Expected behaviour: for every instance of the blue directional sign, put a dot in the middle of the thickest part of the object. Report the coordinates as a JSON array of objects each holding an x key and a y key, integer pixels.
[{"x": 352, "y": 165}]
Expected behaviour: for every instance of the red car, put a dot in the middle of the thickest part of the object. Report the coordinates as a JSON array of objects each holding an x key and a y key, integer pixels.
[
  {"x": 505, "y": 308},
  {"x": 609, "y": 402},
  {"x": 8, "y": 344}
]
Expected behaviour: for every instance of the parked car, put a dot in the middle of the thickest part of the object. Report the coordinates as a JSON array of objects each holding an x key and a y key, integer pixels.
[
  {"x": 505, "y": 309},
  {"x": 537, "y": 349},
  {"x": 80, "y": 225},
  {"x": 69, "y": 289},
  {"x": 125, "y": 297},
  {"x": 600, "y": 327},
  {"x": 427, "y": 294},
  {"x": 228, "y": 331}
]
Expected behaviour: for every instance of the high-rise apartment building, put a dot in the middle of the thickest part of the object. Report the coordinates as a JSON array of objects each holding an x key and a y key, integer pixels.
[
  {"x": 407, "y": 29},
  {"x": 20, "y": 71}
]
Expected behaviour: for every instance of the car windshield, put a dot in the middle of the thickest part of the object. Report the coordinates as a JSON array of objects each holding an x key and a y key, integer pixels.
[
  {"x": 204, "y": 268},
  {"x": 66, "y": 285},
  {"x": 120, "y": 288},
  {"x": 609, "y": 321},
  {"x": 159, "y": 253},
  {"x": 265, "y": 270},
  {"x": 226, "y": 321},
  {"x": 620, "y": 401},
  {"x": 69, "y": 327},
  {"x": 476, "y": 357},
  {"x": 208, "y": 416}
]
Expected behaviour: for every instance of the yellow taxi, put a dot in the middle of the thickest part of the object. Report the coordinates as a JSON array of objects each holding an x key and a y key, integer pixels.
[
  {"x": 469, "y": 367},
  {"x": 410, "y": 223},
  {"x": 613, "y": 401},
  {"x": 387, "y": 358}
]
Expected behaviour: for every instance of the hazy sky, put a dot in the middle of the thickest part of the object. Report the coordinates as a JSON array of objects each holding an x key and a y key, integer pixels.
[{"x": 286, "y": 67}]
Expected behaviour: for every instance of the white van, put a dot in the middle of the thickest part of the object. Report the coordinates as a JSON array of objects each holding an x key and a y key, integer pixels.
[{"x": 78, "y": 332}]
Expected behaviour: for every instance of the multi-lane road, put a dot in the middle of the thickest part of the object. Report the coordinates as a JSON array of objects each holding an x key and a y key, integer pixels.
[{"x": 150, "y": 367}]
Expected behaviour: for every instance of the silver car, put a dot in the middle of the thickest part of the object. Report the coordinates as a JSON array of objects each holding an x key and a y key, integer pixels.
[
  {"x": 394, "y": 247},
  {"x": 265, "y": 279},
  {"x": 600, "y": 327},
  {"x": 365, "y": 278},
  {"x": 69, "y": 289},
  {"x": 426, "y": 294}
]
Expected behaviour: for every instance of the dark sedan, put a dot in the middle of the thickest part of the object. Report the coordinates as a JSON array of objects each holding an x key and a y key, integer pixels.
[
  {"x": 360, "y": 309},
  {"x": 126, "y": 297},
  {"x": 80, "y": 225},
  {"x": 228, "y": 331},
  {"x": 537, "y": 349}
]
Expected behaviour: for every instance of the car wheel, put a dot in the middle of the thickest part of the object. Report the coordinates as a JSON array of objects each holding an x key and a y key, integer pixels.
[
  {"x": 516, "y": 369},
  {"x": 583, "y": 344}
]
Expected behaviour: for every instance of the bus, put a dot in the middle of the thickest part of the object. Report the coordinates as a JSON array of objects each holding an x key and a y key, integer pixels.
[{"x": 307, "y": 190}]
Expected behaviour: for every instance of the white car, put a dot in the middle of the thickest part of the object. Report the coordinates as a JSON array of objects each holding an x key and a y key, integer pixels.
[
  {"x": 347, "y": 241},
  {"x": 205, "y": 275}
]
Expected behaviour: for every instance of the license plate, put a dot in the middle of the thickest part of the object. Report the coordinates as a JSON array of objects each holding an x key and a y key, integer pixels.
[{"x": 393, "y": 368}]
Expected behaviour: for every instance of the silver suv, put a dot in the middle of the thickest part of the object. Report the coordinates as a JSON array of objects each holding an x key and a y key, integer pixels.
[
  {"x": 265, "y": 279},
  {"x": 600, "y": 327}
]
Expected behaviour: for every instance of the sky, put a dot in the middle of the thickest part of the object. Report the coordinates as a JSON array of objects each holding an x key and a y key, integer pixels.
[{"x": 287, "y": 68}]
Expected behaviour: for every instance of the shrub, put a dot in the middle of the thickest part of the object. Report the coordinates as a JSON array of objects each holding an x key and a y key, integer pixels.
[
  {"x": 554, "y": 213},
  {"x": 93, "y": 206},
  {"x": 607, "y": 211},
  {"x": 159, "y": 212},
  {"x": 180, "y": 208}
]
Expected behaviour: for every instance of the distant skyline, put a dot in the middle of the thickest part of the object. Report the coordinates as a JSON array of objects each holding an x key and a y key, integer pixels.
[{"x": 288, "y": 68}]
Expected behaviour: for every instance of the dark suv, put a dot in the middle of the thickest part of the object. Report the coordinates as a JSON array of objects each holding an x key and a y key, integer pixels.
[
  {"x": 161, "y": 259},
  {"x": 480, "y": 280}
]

Exercise aim
Each line of the listing is to be repeated without alteration.

Answer section
Expected behaviour: for every instance of the blue directional sign, put a dot in the middle of the thickest part of the object. Report the coordinates as a JSON array of objects each holding an x key and a y key, integer pixels.
[{"x": 352, "y": 165}]
Expected behaviour: for every instance of the red car, put a dot in the middle of the thickest part of the object. Report the coordinates as a JSON array of objects each holding an x key and a y key, integer pixels.
[
  {"x": 505, "y": 308},
  {"x": 609, "y": 402},
  {"x": 8, "y": 344}
]
Expected behaviour: for every instance of the parked car, put a dot in the middle of the thickest part of the object. Report the coordinates as a JSON array of objects each holding an x key and a y key, integer pixels.
[
  {"x": 505, "y": 309},
  {"x": 537, "y": 349},
  {"x": 80, "y": 225},
  {"x": 69, "y": 289},
  {"x": 125, "y": 297},
  {"x": 600, "y": 327},
  {"x": 427, "y": 294},
  {"x": 228, "y": 331}
]
Expected behaviour: for every instance of the high-rise apartment building, put a dot in the middle of the thickest part of the object. Report the coordinates as a JSON array of objects each holding an x key and a y key, integer pixels.
[
  {"x": 407, "y": 29},
  {"x": 20, "y": 71}
]
Expected behaviour: for every instance of the car windshield, put a dot in the middle of the thickest part of the object. Report the coordinates as a JSON array of objects each holding an x key and a y key, integer pixels.
[
  {"x": 204, "y": 268},
  {"x": 66, "y": 285},
  {"x": 120, "y": 288},
  {"x": 609, "y": 321},
  {"x": 159, "y": 253},
  {"x": 265, "y": 270},
  {"x": 226, "y": 321},
  {"x": 620, "y": 401},
  {"x": 69, "y": 327},
  {"x": 476, "y": 357},
  {"x": 208, "y": 416}
]
Expected behaviour: for every instance of the yellow taxi, put a dot in the middle of the thickest part of the object. Report the coordinates as a JSON array of objects each holding an x key and a y key, integer pixels.
[
  {"x": 469, "y": 367},
  {"x": 410, "y": 223},
  {"x": 613, "y": 401},
  {"x": 387, "y": 358}
]
Expected behaviour: for every instance of the hazy sky, put a dot in the middle of the thickest part of the object. Report the coordinates as a JSON array of objects each holding an x key and a y key, integer pixels.
[{"x": 286, "y": 67}]
Expected behaviour: for every instance of the white van, put a dot in the middle of the thickest part of the object. Report the coordinates as a JSON array of objects each holding an x key and a y key, integer pixels.
[{"x": 78, "y": 332}]
Expected behaviour: for every instance of the multi-lane road, put a dot in the middle of the thickest part of the object. Report the coordinates as a JSON array of objects each holding an x key and a y key, integer pixels.
[{"x": 150, "y": 367}]
Expected behaviour: for every instance of the silver car, put a dot in the middle of the thickest part of the object. Report the coordinates as a JSON array of objects each holding an x key and a y key, integer pixels.
[
  {"x": 394, "y": 247},
  {"x": 265, "y": 279},
  {"x": 600, "y": 327},
  {"x": 365, "y": 278},
  {"x": 69, "y": 289},
  {"x": 426, "y": 294}
]
Expected behaviour: for every instance of the dark sedan, put a dot in the middle of the thickest part of the object. Report the coordinates as a JSON array of objects each holding an x key and a y key, integer pixels.
[
  {"x": 360, "y": 309},
  {"x": 126, "y": 297},
  {"x": 80, "y": 225},
  {"x": 228, "y": 331},
  {"x": 537, "y": 349}
]
Expected behaviour: for every instance of the car wheel, put a dot in the middle of the thickest part of the object. Report the coordinates as a JSON array of objects each holding an x key and a y key, integer pixels.
[
  {"x": 516, "y": 369},
  {"x": 583, "y": 344}
]
Expected behaviour: for every instance of the bus, put a dot in the middle of the thickest part of the object. Report the coordinates as a JSON array of objects each holding an x key and a y key, integer pixels.
[{"x": 307, "y": 190}]
Expected behaviour: for every instance of the white car, put a dot in the middle of the thickest part of the object. Report the coordinates as a JSON array of objects each holding an x key and a y key, integer pixels.
[
  {"x": 347, "y": 241},
  {"x": 205, "y": 275}
]
Expected behaviour: for every instance of the license plate, put a dot in the middle of the thickest part of the object. Report the coordinates as a JSON array of objects each holding an x key and a y key, integer pixels.
[{"x": 393, "y": 368}]
Expected behaviour: for every instance of the silver suv, put a dot in the middle of the thickest part of the object. Report the coordinates as a JSON array of objects each holding an x key and a y key, integer pixels.
[
  {"x": 265, "y": 279},
  {"x": 600, "y": 327}
]
Expected behaviour: for every instance of the sky, put a dot in the middle of the thickest part of the object. Report the coordinates as a JSON array of objects each holding an x key and a y key, integer pixels.
[{"x": 287, "y": 68}]
Expected behaviour: for every instance of the shrub, put a dot in the middle of the thickest part of the object. Report the coordinates as a JSON array of objects each holding an x key and a y key, integer pixels.
[
  {"x": 554, "y": 213},
  {"x": 93, "y": 206},
  {"x": 607, "y": 211},
  {"x": 159, "y": 212},
  {"x": 180, "y": 208}
]
Expected behaviour: for every instance of the distant skyline, put a dot in the middle of the thickest part of the object. Report the coordinates as a JSON array of objects each holding an x key and a y key, integer pixels.
[{"x": 288, "y": 68}]
Expected behaviour: for every instance of the dark suv, put a dot in the middle of the thickest part of the object. Report the coordinates as a JSON array of objects each holding an x key and a y key, integer pixels.
[
  {"x": 161, "y": 259},
  {"x": 480, "y": 280}
]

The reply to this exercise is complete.